# DATA IN THIS EXERCISE
= Beginning of Section =

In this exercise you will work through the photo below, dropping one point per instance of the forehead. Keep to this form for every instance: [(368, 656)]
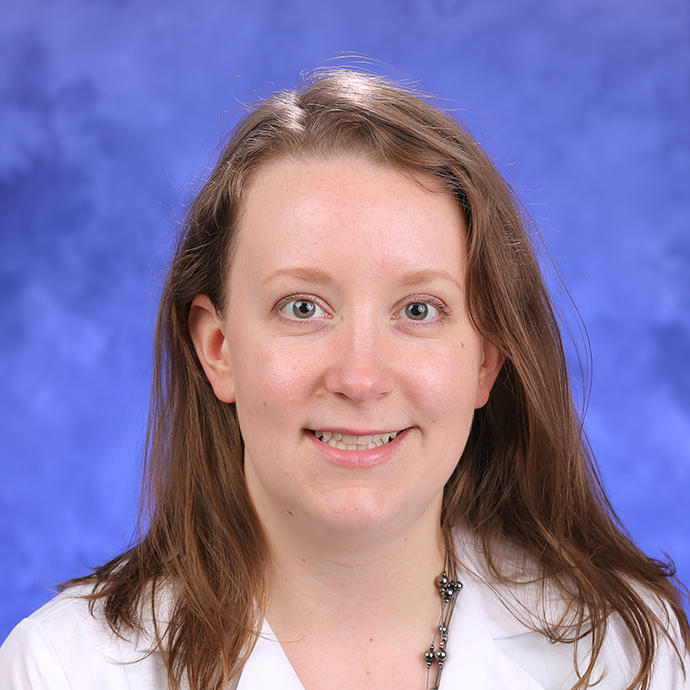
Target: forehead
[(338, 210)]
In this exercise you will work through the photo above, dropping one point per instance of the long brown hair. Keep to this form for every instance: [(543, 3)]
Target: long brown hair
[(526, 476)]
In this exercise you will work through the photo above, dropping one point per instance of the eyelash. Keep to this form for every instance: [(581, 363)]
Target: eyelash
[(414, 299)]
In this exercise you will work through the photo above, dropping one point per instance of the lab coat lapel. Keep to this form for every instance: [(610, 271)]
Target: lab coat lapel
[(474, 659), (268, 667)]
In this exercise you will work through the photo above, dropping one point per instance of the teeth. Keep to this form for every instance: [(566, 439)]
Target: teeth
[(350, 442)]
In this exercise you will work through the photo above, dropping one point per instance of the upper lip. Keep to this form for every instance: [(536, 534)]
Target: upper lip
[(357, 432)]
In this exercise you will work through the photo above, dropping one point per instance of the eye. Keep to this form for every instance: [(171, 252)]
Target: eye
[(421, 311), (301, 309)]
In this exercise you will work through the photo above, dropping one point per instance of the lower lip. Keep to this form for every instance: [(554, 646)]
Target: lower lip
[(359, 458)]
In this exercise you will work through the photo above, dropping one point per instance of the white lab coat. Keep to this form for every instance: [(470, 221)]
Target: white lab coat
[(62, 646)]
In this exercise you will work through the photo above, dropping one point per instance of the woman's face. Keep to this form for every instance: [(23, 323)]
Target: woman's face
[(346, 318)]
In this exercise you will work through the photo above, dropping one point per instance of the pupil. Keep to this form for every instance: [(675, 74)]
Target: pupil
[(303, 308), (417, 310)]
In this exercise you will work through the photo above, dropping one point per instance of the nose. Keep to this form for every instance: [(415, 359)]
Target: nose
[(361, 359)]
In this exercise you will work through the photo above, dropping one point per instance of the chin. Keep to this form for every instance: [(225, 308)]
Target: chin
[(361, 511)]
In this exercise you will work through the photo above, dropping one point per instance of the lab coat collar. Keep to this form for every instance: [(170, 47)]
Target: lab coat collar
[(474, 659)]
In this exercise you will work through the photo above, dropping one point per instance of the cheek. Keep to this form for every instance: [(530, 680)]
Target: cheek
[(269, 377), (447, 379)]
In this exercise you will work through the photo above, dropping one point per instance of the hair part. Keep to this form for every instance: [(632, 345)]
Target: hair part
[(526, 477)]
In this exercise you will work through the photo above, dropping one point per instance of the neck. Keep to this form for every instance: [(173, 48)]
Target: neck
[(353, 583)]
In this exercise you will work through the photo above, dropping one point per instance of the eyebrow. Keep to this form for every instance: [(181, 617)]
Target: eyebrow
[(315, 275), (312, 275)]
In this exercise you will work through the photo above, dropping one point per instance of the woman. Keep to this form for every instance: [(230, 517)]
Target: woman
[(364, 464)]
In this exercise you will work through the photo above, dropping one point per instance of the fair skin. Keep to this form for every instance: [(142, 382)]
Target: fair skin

= End of Section =
= Beginning of Section =

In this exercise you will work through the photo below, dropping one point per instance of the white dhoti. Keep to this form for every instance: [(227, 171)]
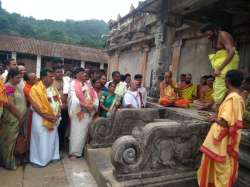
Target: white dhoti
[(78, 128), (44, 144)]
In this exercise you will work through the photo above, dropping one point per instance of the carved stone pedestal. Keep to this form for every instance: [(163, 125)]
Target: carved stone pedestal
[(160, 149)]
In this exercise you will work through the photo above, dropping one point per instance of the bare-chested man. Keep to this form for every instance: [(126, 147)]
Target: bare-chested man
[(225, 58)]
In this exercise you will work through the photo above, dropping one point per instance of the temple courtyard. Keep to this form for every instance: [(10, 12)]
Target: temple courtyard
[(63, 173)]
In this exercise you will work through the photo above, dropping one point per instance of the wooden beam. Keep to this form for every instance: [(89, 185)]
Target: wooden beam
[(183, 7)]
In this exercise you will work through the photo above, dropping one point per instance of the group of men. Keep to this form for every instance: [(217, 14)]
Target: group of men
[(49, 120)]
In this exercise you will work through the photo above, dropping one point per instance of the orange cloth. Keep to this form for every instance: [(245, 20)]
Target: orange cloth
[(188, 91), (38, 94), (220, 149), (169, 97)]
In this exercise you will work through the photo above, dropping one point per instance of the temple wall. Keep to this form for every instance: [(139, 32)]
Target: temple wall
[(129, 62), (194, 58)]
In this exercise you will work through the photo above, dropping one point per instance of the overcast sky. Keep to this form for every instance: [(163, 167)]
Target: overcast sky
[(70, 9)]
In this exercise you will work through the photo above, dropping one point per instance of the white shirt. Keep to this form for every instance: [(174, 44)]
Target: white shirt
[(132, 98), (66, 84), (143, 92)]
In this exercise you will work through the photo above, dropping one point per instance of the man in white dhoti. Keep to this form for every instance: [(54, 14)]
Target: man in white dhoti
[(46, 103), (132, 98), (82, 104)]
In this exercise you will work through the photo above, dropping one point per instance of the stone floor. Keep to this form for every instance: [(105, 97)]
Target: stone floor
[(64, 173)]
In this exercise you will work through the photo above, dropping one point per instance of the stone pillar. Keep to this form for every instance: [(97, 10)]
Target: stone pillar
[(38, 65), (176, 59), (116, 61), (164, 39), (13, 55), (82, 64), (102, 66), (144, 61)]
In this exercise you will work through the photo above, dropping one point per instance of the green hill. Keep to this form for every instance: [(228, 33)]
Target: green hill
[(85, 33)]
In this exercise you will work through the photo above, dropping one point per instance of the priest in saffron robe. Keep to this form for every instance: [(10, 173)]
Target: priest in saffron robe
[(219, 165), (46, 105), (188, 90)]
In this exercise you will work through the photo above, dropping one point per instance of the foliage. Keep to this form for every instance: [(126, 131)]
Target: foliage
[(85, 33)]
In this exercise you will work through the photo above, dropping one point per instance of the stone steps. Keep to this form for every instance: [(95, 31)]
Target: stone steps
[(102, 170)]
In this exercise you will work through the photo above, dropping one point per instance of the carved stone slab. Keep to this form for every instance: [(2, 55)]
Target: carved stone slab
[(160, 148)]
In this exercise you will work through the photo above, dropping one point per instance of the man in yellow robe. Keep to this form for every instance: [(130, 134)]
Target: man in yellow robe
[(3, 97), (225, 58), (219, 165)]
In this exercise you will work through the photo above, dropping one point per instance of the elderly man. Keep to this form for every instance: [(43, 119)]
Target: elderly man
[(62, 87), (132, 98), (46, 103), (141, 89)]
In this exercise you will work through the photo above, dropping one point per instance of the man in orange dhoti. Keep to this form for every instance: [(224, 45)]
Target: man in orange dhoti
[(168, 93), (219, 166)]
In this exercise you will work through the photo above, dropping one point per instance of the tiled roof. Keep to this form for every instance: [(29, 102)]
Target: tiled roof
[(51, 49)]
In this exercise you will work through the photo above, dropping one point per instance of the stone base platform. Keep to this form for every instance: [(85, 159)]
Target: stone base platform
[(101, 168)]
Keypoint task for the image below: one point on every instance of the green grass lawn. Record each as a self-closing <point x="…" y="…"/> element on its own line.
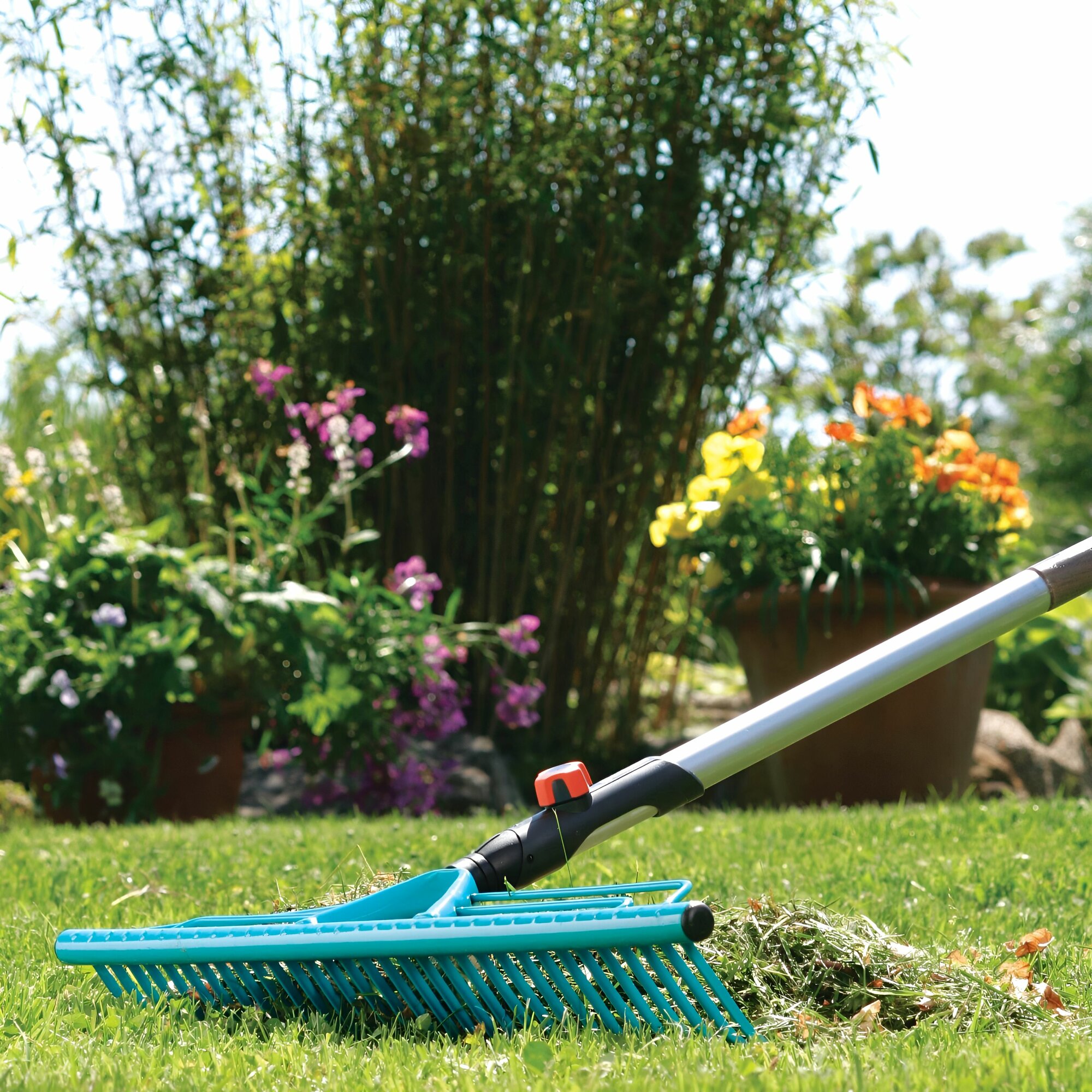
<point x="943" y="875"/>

= End of Section =
= Beginning of Section =

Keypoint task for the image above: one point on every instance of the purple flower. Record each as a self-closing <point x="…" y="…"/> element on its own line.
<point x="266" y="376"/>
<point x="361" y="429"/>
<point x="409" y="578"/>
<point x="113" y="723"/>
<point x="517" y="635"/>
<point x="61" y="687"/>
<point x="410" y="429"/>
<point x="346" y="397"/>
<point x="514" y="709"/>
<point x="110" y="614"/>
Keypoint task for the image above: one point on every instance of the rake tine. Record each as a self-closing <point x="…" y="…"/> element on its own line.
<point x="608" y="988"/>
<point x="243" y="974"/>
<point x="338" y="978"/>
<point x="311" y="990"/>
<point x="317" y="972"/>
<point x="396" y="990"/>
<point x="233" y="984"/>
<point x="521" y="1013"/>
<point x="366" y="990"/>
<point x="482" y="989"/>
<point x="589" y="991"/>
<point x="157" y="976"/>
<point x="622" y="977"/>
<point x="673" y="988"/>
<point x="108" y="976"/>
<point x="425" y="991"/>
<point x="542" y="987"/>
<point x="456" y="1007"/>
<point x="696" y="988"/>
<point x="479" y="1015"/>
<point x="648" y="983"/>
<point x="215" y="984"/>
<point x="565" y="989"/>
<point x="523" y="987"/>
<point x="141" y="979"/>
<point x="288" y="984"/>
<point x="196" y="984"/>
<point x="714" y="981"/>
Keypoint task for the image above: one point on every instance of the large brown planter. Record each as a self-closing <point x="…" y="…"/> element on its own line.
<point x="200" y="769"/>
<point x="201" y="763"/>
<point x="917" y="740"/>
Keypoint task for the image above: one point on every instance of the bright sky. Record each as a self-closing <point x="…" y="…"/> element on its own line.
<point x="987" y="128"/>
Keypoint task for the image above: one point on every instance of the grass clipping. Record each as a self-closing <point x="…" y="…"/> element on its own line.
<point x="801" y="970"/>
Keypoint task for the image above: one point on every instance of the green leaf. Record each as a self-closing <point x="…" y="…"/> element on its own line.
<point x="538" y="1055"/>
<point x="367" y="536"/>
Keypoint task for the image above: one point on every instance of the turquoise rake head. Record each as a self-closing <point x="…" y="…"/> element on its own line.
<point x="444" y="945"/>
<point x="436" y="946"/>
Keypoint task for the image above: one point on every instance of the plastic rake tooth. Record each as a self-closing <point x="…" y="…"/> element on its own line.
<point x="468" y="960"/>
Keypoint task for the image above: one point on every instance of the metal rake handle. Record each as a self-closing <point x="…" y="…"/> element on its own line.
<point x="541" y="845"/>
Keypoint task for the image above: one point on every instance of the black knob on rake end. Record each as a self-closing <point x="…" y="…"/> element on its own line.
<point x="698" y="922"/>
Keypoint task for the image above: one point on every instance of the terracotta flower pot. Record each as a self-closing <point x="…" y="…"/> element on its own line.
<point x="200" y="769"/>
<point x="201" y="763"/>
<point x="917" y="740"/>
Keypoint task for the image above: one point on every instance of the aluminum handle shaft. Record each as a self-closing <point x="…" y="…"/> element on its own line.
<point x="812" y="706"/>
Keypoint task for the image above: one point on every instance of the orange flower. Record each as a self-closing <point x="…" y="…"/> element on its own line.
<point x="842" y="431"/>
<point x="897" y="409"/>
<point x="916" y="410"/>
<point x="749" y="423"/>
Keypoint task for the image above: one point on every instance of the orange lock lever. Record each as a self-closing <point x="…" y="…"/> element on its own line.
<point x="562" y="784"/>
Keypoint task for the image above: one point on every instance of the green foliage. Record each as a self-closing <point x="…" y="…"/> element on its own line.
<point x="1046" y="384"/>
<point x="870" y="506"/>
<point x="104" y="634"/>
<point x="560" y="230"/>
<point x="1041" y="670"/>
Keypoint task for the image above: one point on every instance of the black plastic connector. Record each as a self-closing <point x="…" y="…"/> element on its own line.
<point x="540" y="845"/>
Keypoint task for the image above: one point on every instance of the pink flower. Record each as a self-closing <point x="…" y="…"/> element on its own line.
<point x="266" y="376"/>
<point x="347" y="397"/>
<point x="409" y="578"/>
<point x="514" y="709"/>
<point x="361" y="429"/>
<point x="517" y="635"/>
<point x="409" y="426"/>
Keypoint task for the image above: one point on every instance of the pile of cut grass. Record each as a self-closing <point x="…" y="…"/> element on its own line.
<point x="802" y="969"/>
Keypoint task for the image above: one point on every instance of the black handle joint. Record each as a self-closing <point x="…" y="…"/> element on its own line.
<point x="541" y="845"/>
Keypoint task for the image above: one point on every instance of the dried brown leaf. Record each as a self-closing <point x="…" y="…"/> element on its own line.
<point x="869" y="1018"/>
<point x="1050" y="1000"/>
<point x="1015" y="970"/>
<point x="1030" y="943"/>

= End of Section =

Whenever a line in the material above holds the string "fair", copy that line in full.

In this exercise you will work through the photo above, dropping one point per instance of the fair skin. Keep to this form for every instance: [(142, 382)]
Target: fair skin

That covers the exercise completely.